Required task —
Print the items below verbatim, starting at their very beginning and stopping after the line that contains "337 36 L 336". Omit the pictures from your output.

Given data —
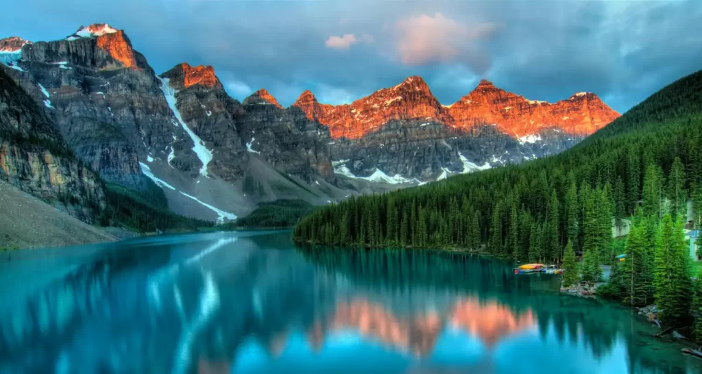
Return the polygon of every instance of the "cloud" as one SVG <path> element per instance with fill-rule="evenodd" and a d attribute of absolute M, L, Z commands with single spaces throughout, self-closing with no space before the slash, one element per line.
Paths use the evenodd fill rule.
<path fill-rule="evenodd" d="M 489 67 L 489 59 L 477 42 L 495 33 L 494 23 L 460 23 L 437 12 L 399 20 L 395 27 L 397 51 L 405 65 L 462 61 L 478 72 Z"/>
<path fill-rule="evenodd" d="M 243 98 L 253 93 L 253 90 L 248 84 L 238 79 L 230 79 L 224 82 L 224 88 L 232 96 Z"/>
<path fill-rule="evenodd" d="M 337 36 L 336 35 L 329 36 L 329 39 L 326 39 L 326 41 L 324 42 L 324 45 L 326 46 L 326 48 L 348 49 L 351 47 L 352 44 L 362 42 L 373 43 L 375 39 L 373 36 L 368 34 L 364 34 L 360 38 L 357 38 L 356 35 L 353 34 L 345 34 L 343 36 Z"/>
<path fill-rule="evenodd" d="M 284 106 L 305 89 L 346 102 L 420 75 L 445 104 L 486 78 L 533 100 L 594 92 L 623 112 L 702 67 L 699 0 L 24 0 L 4 9 L 13 17 L 0 37 L 55 40 L 104 22 L 157 73 L 211 65 L 232 96 L 263 87 Z"/>

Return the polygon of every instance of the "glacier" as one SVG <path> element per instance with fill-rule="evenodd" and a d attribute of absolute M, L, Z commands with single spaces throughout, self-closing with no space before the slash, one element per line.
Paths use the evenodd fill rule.
<path fill-rule="evenodd" d="M 192 147 L 192 151 L 195 152 L 197 158 L 202 163 L 202 168 L 200 168 L 200 175 L 207 177 L 207 164 L 212 161 L 212 151 L 205 147 L 204 142 L 195 135 L 195 133 L 193 133 L 192 130 L 190 130 L 190 128 L 187 127 L 185 121 L 180 116 L 180 112 L 176 107 L 176 91 L 171 88 L 168 84 L 170 79 L 168 78 L 161 78 L 159 76 L 156 76 L 156 78 L 161 81 L 161 90 L 164 91 L 166 102 L 168 102 L 168 107 L 173 111 L 173 115 L 176 116 L 176 119 L 183 126 L 183 129 L 185 130 L 185 132 L 187 133 L 187 135 L 190 136 L 190 138 L 192 139 L 192 142 L 194 143 L 194 145 Z"/>

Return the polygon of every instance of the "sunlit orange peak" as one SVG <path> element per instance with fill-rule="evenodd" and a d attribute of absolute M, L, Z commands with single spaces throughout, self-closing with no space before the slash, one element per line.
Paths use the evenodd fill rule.
<path fill-rule="evenodd" d="M 261 99 L 264 102 L 267 102 L 268 104 L 272 104 L 273 105 L 275 105 L 276 107 L 281 109 L 283 108 L 283 107 L 281 106 L 280 104 L 278 104 L 278 100 L 275 100 L 275 98 L 274 98 L 272 95 L 271 95 L 267 91 L 266 91 L 265 88 L 261 88 L 257 91 L 256 92 L 252 93 L 251 97 L 258 98 L 259 99 Z"/>

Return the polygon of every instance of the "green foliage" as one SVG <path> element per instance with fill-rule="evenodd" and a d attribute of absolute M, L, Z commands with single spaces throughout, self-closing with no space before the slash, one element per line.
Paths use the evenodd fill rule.
<path fill-rule="evenodd" d="M 626 240 L 626 260 L 622 264 L 625 291 L 621 296 L 631 305 L 647 305 L 653 300 L 654 253 L 646 222 L 637 221 Z"/>
<path fill-rule="evenodd" d="M 698 72 L 559 155 L 348 199 L 315 210 L 296 227 L 293 237 L 378 247 L 392 245 L 398 231 L 402 246 L 484 248 L 538 261 L 559 260 L 570 239 L 576 253 L 592 252 L 592 264 L 609 263 L 612 222 L 632 214 L 644 194 L 647 211 L 660 216 L 661 196 L 670 193 L 664 176 L 674 163 L 682 163 L 685 178 L 677 180 L 686 191 L 702 185 L 701 129 Z M 347 226 L 341 225 L 345 215 Z M 337 242 L 342 227 L 346 240 Z M 326 231 L 333 243 L 327 242 Z M 592 272 L 588 276 L 597 275 Z"/>
<path fill-rule="evenodd" d="M 582 279 L 588 282 L 596 282 L 602 276 L 602 269 L 600 267 L 599 254 L 595 250 L 586 251 L 583 256 L 581 272 Z"/>
<path fill-rule="evenodd" d="M 578 262 L 575 258 L 575 251 L 573 243 L 568 241 L 563 255 L 563 286 L 568 287 L 578 283 L 580 273 L 578 270 Z"/>
<path fill-rule="evenodd" d="M 163 191 L 154 187 L 150 186 L 147 191 L 138 192 L 114 185 L 107 185 L 107 204 L 100 212 L 99 223 L 103 226 L 121 226 L 139 232 L 154 232 L 157 229 L 192 231 L 213 225 L 211 222 L 179 215 L 168 210 L 164 206 L 165 196 L 158 197 L 159 192 L 162 195 Z M 149 202 L 152 201 L 153 203 Z"/>
<path fill-rule="evenodd" d="M 692 296 L 689 257 L 682 232 L 682 220 L 675 223 L 663 216 L 656 238 L 654 272 L 656 305 L 663 311 L 661 319 L 675 324 L 687 319 Z"/>
<path fill-rule="evenodd" d="M 695 295 L 690 305 L 690 312 L 695 317 L 692 335 L 697 344 L 702 344 L 702 273 L 698 273 L 695 281 Z"/>
<path fill-rule="evenodd" d="M 249 215 L 238 218 L 233 225 L 239 227 L 288 227 L 312 211 L 312 204 L 303 200 L 276 200 L 259 203 Z M 346 222 L 342 222 L 341 227 L 347 227 L 347 221 L 346 215 Z M 342 235 L 346 234 L 347 230 L 339 231 Z M 346 236 L 344 239 L 347 240 Z"/>

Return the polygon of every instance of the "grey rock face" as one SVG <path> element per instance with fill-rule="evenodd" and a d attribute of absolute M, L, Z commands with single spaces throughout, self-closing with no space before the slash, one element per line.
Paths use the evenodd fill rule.
<path fill-rule="evenodd" d="M 427 182 L 444 171 L 472 172 L 555 154 L 581 139 L 545 129 L 519 141 L 490 126 L 465 132 L 436 122 L 394 121 L 359 139 L 333 140 L 329 149 L 337 171 L 345 166 L 364 178 L 380 170 L 390 177 Z"/>
<path fill-rule="evenodd" d="M 71 154 L 34 100 L 0 67 L 0 179 L 92 222 L 106 201 L 98 176 Z"/>

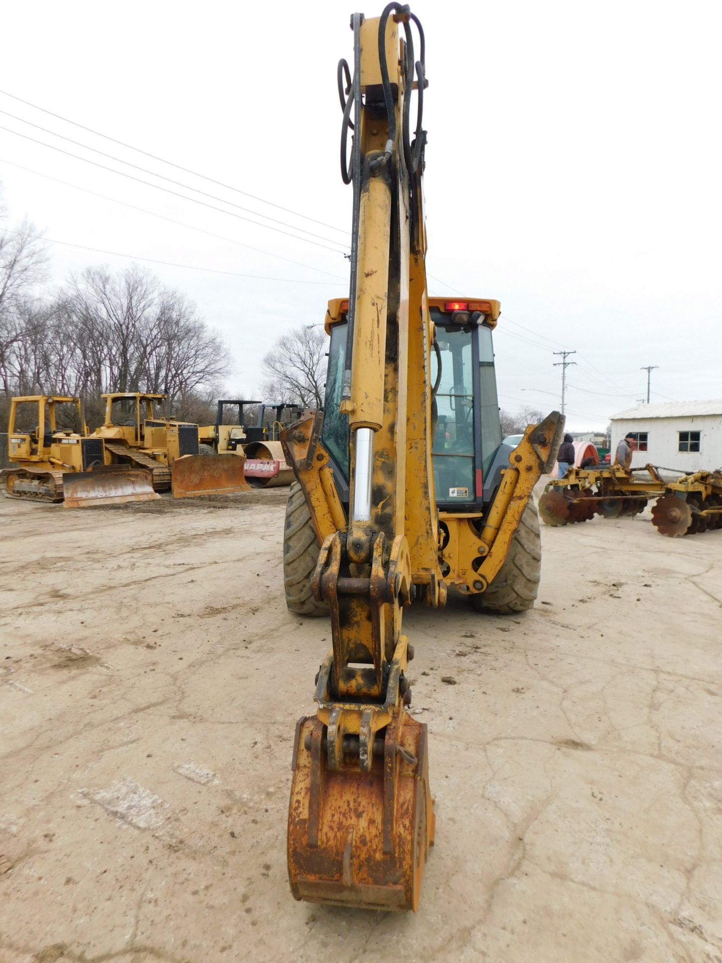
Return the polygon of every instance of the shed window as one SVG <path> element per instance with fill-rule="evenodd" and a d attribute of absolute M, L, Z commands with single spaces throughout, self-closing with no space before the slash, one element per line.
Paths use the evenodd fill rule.
<path fill-rule="evenodd" d="M 634 439 L 632 445 L 632 452 L 646 452 L 647 431 L 631 431 L 630 434 Z"/>
<path fill-rule="evenodd" d="M 700 431 L 680 431 L 680 451 L 699 452 Z"/>

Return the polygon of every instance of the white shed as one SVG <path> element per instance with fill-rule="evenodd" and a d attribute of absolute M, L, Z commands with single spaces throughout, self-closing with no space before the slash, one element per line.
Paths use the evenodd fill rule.
<path fill-rule="evenodd" d="M 626 434 L 635 438 L 632 467 L 651 462 L 685 472 L 722 466 L 722 401 L 637 404 L 611 419 L 611 460 Z"/>

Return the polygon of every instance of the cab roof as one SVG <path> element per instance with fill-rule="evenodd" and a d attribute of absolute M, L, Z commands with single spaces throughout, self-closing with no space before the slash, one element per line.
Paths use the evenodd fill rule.
<path fill-rule="evenodd" d="M 429 308 L 435 307 L 444 314 L 451 314 L 453 311 L 480 311 L 488 327 L 497 326 L 497 321 L 502 313 L 501 303 L 489 298 L 426 298 L 426 303 Z M 348 311 L 348 298 L 333 298 L 328 301 L 325 319 L 326 334 L 329 333 L 329 327 L 338 324 Z"/>

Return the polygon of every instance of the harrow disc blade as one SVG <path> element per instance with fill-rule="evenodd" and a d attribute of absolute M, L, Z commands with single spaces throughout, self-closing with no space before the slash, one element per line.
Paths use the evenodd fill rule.
<path fill-rule="evenodd" d="M 705 511 L 707 508 L 711 508 L 712 504 L 709 498 L 703 499 L 702 502 L 700 503 L 700 508 L 702 508 L 703 511 Z M 714 515 L 703 515 L 699 519 L 700 527 L 697 531 L 700 533 L 700 534 L 702 534 L 703 532 L 707 532 L 708 529 L 711 529 L 714 527 L 713 525 L 709 524 L 713 518 Z"/>
<path fill-rule="evenodd" d="M 575 493 L 575 500 L 569 506 L 569 521 L 588 522 L 594 518 L 594 502 L 591 501 L 592 490 L 585 488 Z"/>
<path fill-rule="evenodd" d="M 687 505 L 690 506 L 692 509 L 692 520 L 689 523 L 689 528 L 687 529 L 686 534 L 688 535 L 696 535 L 698 532 L 704 532 L 707 528 L 707 520 L 700 518 L 699 515 L 694 513 L 694 508 L 697 508 L 698 510 L 702 508 L 702 499 L 699 495 L 687 495 Z M 702 526 L 703 522 L 705 522 L 704 528 Z"/>
<path fill-rule="evenodd" d="M 624 503 L 621 498 L 603 498 L 597 502 L 597 511 L 604 518 L 618 518 L 622 514 Z"/>
<path fill-rule="evenodd" d="M 691 521 L 692 509 L 675 495 L 662 495 L 652 508 L 652 524 L 660 534 L 670 538 L 685 534 Z"/>
<path fill-rule="evenodd" d="M 566 525 L 569 502 L 560 491 L 545 491 L 539 499 L 539 516 L 546 525 Z"/>
<path fill-rule="evenodd" d="M 722 508 L 722 496 L 720 495 L 710 495 L 708 499 L 710 508 Z M 707 527 L 709 532 L 714 531 L 714 529 L 722 528 L 722 514 L 719 515 L 709 515 L 707 521 Z"/>

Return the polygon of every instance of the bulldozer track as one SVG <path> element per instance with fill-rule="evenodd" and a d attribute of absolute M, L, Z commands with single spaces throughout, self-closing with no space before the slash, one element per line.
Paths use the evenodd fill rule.
<path fill-rule="evenodd" d="M 168 465 L 151 458 L 149 455 L 143 455 L 142 452 L 112 441 L 106 441 L 105 450 L 120 461 L 130 462 L 134 467 L 149 471 L 153 478 L 153 491 L 168 491 L 170 487 L 170 469 Z"/>
<path fill-rule="evenodd" d="M 15 490 L 15 484 L 11 484 L 11 479 L 13 476 L 15 482 L 19 482 L 23 490 Z M 63 472 L 35 471 L 32 468 L 5 468 L 0 472 L 0 492 L 7 498 L 56 505 L 63 501 Z"/>

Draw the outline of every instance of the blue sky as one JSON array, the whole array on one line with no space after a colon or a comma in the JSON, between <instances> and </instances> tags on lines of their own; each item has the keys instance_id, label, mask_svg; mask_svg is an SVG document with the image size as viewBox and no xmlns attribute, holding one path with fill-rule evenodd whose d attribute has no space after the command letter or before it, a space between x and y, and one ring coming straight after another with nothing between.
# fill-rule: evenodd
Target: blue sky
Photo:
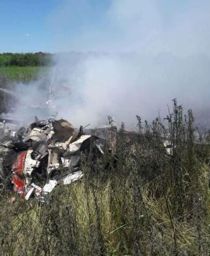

Written answer —
Return the polygon of every instance of the "cloud" as one SVG <path> element per instance with fill-rule="evenodd" and a d attribute of absolute M, L, Z commands with single spaces throughout, self-closing with no space before the slash, one element per line.
Paths use the evenodd fill rule.
<path fill-rule="evenodd" d="M 489 67 L 489 59 L 477 42 L 495 33 L 494 23 L 460 23 L 437 12 L 399 20 L 395 27 L 397 51 L 405 65 L 462 61 L 478 72 Z"/>
<path fill-rule="evenodd" d="M 243 98 L 253 93 L 253 90 L 248 84 L 238 79 L 230 79 L 224 82 L 224 88 L 232 96 Z"/>
<path fill-rule="evenodd" d="M 337 36 L 336 35 L 329 36 L 329 39 L 326 39 L 326 41 L 324 42 L 324 45 L 326 46 L 326 48 L 348 49 L 351 47 L 352 44 L 362 42 L 373 43 L 375 39 L 373 36 L 368 34 L 364 34 L 360 38 L 357 38 L 356 35 L 353 34 L 345 34 L 343 36 Z"/>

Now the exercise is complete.